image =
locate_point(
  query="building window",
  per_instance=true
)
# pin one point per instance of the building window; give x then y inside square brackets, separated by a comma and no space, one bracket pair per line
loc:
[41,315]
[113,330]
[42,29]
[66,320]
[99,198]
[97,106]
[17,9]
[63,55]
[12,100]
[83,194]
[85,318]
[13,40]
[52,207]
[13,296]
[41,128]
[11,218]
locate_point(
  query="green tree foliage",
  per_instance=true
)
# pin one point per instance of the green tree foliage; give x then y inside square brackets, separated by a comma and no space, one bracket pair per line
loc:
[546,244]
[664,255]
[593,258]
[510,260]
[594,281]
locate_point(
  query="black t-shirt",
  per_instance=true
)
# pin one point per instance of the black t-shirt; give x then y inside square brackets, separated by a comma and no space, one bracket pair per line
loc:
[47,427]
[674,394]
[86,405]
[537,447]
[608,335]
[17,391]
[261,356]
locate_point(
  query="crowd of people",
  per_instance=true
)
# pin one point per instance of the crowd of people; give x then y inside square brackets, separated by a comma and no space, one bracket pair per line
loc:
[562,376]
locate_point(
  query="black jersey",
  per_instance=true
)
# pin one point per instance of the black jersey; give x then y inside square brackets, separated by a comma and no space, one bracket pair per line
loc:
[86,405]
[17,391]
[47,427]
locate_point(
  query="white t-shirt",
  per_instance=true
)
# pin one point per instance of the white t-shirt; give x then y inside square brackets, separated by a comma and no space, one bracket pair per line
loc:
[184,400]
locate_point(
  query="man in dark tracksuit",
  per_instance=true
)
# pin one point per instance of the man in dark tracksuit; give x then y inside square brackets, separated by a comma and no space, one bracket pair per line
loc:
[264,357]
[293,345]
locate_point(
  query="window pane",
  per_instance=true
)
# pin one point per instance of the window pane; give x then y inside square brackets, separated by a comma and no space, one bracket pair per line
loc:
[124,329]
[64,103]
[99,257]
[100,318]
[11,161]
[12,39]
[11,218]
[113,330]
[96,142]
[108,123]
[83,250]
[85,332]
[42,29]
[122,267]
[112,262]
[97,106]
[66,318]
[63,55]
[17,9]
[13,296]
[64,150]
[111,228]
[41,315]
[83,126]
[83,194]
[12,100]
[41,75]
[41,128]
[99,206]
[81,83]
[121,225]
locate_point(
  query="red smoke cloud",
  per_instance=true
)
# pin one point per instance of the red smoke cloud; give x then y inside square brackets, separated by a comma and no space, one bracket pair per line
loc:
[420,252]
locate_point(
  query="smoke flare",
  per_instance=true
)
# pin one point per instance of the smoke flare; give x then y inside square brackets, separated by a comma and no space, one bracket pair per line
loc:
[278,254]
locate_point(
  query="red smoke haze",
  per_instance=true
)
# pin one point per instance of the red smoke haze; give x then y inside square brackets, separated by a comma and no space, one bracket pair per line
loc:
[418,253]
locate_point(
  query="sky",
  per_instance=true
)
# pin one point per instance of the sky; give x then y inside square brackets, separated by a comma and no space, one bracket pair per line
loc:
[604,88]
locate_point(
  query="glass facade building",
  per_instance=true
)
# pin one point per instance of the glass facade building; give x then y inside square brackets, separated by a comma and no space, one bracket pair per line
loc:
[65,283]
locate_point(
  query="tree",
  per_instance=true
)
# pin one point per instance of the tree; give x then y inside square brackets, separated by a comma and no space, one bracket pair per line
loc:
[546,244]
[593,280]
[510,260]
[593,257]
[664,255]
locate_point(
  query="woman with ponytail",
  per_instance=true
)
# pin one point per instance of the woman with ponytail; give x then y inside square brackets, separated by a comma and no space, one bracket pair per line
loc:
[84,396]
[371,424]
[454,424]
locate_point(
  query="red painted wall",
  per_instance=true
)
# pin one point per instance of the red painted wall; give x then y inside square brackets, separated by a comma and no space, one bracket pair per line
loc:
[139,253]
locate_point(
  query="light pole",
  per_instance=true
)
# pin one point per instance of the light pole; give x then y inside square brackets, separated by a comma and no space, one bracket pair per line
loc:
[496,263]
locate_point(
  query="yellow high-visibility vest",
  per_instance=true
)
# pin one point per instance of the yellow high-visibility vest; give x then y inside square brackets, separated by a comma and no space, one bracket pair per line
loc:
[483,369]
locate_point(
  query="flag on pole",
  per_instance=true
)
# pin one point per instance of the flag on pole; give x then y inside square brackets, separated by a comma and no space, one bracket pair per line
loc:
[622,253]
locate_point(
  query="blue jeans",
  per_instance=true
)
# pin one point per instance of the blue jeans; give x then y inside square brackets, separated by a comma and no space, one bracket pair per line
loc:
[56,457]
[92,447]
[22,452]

_ _ _ _ _

PROBLEM REQUIREMENTS:
All of the entries above need to be retyped exactly.

RESPONSE:
image =
locate_point(
  query="building window",
  per_instance=true
)
# pin one point per instance of the building window; give x then y inside square brackets, separated by a comma and no space, one bracket pair per line
loc:
[41,315]
[113,330]
[42,29]
[66,320]
[99,198]
[97,106]
[17,9]
[63,55]
[12,100]
[83,194]
[85,318]
[13,40]
[52,207]
[13,296]
[41,128]
[11,218]
locate_point(
  query="green tree foliage",
  per_instance=true
)
# pin one point per instance of the green tree foliage; give x then y inside square brackets, separated by a comma and no space, one bracket pair per line
loc:
[546,244]
[664,255]
[593,258]
[510,260]
[594,281]
locate_point(
  query="black t-shirt",
  per_instance=true
)
# pin one point per instance of the black t-shirt; give x then y inside square brackets, separated by a comma and no space, one bracket pair per line
loc:
[47,427]
[674,394]
[86,405]
[537,447]
[608,335]
[17,391]
[261,356]
locate_point(
  query="crowd of people",
  per_instance=true
)
# pin one point per instance of the crowd of people; give x then y inside square brackets, separated by a comma and no space, one bracket pair per line
loc:
[562,376]
locate_point(
  query="black jersey",
  per_instance=true
)
# pin one point per instance of the black jersey; give x then y inside square brackets, separated by a comma and no space, one bracket pair per line
loc:
[86,405]
[17,391]
[47,427]
locate_point(
  query="white t-shirt",
  per_instance=true
)
# pin one point per instance of the white t-shirt; give x then y inside square brackets, separated by a comma and no space, one bracket pair per line
loc:
[184,400]
locate_point(
  query="man in dark tracksuit",
  per_instance=true
)
# pin one point per instance of the man in dark tracksuit; give x then y inside square brackets, separated by a comma and no space, one bracket pair per line
loc:
[264,357]
[293,345]
locate_point(
  query="window pane",
  per_instance=true
)
# pin one point per instance of the window pane; give x then y inside square brackets, separated by a comma and no space, one bracket pair per line
loc:
[124,329]
[64,103]
[99,257]
[100,318]
[11,161]
[12,39]
[11,218]
[113,330]
[96,142]
[108,123]
[83,250]
[85,332]
[42,29]
[122,267]
[112,262]
[97,106]
[66,318]
[63,55]
[17,9]
[13,296]
[64,150]
[111,228]
[41,315]
[83,126]
[83,194]
[12,100]
[41,75]
[41,128]
[99,206]
[81,83]
[121,225]
locate_point(
  query="red smoke cloud",
  per_instance=true
)
# pin one point per instance of the red smoke cloud; give x then y inside square brackets, separated by a comma and no space, one bracket pair per line
loc:
[420,252]
locate_point(
  query="smoke flare",
  per_instance=true
)
# pin one point per instance of the smoke flare; give x then y inside square brackets, separated by a comma and no space, one bracket pair per line
loc:
[278,254]
locate_point(
  query="red smoke haze",
  per_instance=true
)
# pin one point per instance of the red smoke haze; give x then y inside square brackets, separated by a comma and no space, one bracket pair per line
loc:
[418,253]
locate_point(
  query="sky",
  per_instance=true
)
# pin one point per instance of the sky; give x then y inside square brackets, separated by a comma and no space, one bracket pair per line
loc:
[604,88]
locate_point(
  query="glass facade building",
  per_instance=true
)
# pin one point per instance of the glass facade building; give x then y inside square brackets, separated by a comma and no space, one bracket pair per line
loc:
[65,283]
locate_point(
  query="tree",
  per_instance=true
)
# pin one point per instance of the tree; give x then y inside square brackets, separated by a comma and no space, one bracket pair per line
loc:
[546,244]
[593,280]
[510,260]
[593,257]
[664,255]
locate_point(
  query="woman with ponytail",
  per_instance=true
)
# pin one point per instance of the woman with ponytail; give x then y inside square brackets, separated by a comma and no space, one bracket pair per line
loc:
[84,396]
[371,424]
[454,424]
locate_point(
  query="red painted wall",
  per_instance=true
)
# pin one point per instance of the red painted wall; give x then y inside square brackets, separated by a comma and no space, one bracket pair per line
loc:
[139,253]
locate_point(
  query="light pole",
  per_instance=true
)
# pin one point per instance of the light pole; give x then y inside square brackets, separated by a comma and no space, one bracket pair per line
loc:
[496,263]
locate_point(
  query="yellow high-visibility vest",
  per_instance=true
)
# pin one point per instance of the yellow high-visibility vest; give x then y inside square brackets, separated by a comma and no space, one bracket pair per line
loc:
[483,369]
locate_point(
  query="flag on pole",
  per_instance=true
)
# pin one point per instance of the flag on pole; give x then y inside square brackets, separated by a comma and no space, one bracket pair per line
loc:
[622,253]
locate_point(
  query="blue jeans",
  per_instance=true
)
# pin one point per instance of the blue jeans; give x then y inside square brackets, separated by a comma and no space, one bracket pair per line
loc:
[56,457]
[92,447]
[22,452]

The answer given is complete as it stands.